_TASK TO COMPLETE_
Write out each record below exactly, but not the pictures.

[Natural language region descriptions]
====
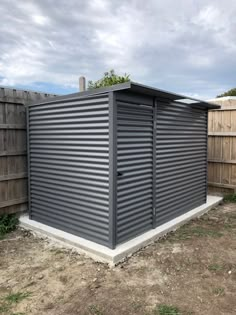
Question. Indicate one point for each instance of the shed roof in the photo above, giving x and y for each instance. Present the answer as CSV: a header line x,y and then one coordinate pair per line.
x,y
137,88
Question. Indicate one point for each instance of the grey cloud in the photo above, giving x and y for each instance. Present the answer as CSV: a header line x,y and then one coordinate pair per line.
x,y
185,46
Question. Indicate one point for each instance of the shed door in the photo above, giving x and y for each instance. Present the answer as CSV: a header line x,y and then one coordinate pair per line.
x,y
181,159
135,167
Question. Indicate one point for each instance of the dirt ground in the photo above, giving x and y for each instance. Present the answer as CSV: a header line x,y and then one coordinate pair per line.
x,y
193,270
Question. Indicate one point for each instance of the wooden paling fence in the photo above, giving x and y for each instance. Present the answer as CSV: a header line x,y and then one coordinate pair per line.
x,y
222,147
13,155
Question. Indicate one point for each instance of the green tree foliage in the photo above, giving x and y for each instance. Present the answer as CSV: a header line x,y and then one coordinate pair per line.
x,y
109,78
231,92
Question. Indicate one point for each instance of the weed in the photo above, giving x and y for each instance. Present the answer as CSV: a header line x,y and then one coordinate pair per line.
x,y
4,308
164,309
16,297
197,231
93,309
218,291
230,198
8,223
215,267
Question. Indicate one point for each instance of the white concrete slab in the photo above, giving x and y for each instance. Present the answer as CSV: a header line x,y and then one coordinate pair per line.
x,y
107,255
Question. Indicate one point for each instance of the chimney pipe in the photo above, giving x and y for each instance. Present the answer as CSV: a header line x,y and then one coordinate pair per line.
x,y
82,84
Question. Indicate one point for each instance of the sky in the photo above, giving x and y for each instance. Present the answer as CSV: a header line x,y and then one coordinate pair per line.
x,y
184,46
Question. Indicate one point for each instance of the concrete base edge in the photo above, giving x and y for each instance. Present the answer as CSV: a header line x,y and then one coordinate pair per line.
x,y
114,256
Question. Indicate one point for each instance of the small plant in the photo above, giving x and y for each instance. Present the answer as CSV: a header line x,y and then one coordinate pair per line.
x,y
230,198
188,232
109,78
164,309
8,223
215,267
94,310
11,299
218,291
16,297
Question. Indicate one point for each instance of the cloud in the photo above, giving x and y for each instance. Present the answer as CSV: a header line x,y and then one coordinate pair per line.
x,y
185,46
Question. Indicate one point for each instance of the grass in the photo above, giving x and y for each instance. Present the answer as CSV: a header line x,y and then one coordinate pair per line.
x,y
8,223
11,299
164,309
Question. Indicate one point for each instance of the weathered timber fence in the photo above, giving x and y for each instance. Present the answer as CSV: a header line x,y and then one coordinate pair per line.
x,y
13,157
222,146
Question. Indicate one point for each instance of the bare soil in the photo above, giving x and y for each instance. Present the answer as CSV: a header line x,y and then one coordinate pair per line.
x,y
192,269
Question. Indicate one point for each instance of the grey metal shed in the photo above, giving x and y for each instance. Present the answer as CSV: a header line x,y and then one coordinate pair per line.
x,y
112,163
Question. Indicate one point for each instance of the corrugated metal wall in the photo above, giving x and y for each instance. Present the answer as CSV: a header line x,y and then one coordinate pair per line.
x,y
109,182
13,157
181,159
134,164
69,166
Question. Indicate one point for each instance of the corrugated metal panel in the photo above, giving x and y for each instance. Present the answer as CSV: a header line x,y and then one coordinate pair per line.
x,y
135,166
181,152
69,166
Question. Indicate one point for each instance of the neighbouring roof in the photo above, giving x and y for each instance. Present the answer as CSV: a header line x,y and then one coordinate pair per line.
x,y
19,96
137,88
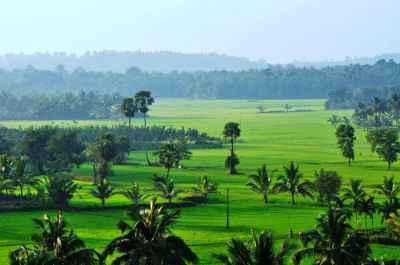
====
_SOLUTION TO THE PROBLEM_
Question. Indicate one point for each instance of the shed roof in the photo above, giving x and y for each instance. Present the answer as CSV: a header line x,y and then one coordinate pair per line.
x,y
137,88
Question. Indicate one point for each instance of the grey cloud in the photo above, giving x and y for each instance. Present the answer as CSV: a header line x,y and then one coordinate pair per line.
x,y
185,46
Question. Indicate one point for each instance of the shed door in the photo above, giving x and y for each instance. Present the answer as CSV: a header line x,y and then one coordinate pair per line.
x,y
181,159
135,167
Question. Indicate one point for each instance of the dirt ground in the photo above, giving x and y for each instance. Present the answer as CSV: a header line x,y and then one coordinate pair per line.
x,y
193,270
Question. Indicate one point for each instance of the wooden paling fence in the photo above, giving x and y for each instance. Present the answer as CSV: a header line x,y and then one coordinate pair per line.
x,y
222,147
13,155
Question. Indicate one point for each instance of the green tree foliage in the photo above, giving x and y for each instance. Present the answer as CSV: a header line x,y and then one coordinate pair per line.
x,y
109,78
231,92
Question. Indicate one point for each instance of the weed in the photo above, giving x and y for each instance. Present the answer as CSV: a header line x,y and then one coordinate pair per line.
x,y
4,308
164,309
16,297
197,231
93,309
218,291
230,198
8,223
215,267
Question. Indicate one point for each instance of the white concrete slab in the photo above, giving x and y for each instance. Present the answer as CSV: a header line x,y and then one coordinate pair per line.
x,y
107,255
Question. Indicate one point for each instance of the chimney pipe in the photo above, giving x and y for each instance. Present the answer as CSV: a header line x,y and then one coordinate pair per line.
x,y
82,84
Question. Indicate one point for each instance of the sky in the photo above, giving x and y for each instance. Present the answer as CSV: a header line x,y and then one coordinate pair per line.
x,y
184,46
Question. Indicate one point for each instance of the concrete base edge in the photo above, giving x and y for each instance. Present the answer as CSV: a header line x,y and then one coordinate pair per line.
x,y
114,256
Question. Indicate one point for each instance of the small plant in the photo above, giving x and y for each instance. Present the answer as CSV: a header line x,y and then one coordinate pair per line.
x,y
230,198
188,232
109,78
164,309
8,223
215,267
94,310
11,299
218,291
16,297
Question. Indicate one point for each instance of the cloud in the photo above, giving x and y for each instance. Present the answer as CSV: a header line x,y and then one coordinate pair per line.
x,y
185,46
Question. Indicate one point for each instance of the grass in the photo above, giving x and y for each instance. Present the answer as CSV: a header line x,y and then one coordinate pair per line.
x,y
8,223
11,299
164,309
Question. Indicate one point for each instance of the weathered timber fence in the photo above, giving x and y for each instance. Present the answer as CSV: a header line x,y and then one coordinate pair per line.
x,y
13,157
222,146
Question. Indicate one point for each instance of the bare soil in the photo above, giving x and y for each instance. Present the answer as CSV: a header line x,y and then one coordinate pair per line.
x,y
192,269
Question. Indicate one point for each instance of the grey metal shed in the photo above, giving x and y for each instance. Present the answer as CSV: a header line x,y and then one coordinate pair per line.
x,y
112,163
Question. Indicate one point for each instance of the corrugated metal wall in the photo above, giving x and y for each instance. Present the answer as CSV: a header line x,y and then one coordinate pair per line.
x,y
109,182
13,157
181,159
134,164
69,166
Question. Indicate one point for each instance of the corrugated metal panel in the photo above, giving x and y for each instance. Present the answer as CSV: a header line x,y and then one coordinate pair per line.
x,y
135,166
181,152
69,166
Question. Indicate one point for each instance of the neighbouring roof in the photo above, giving x and y for each instance. Present the answer as CSV: a header line x,y and then one coordinate pair per line.
x,y
19,96
137,88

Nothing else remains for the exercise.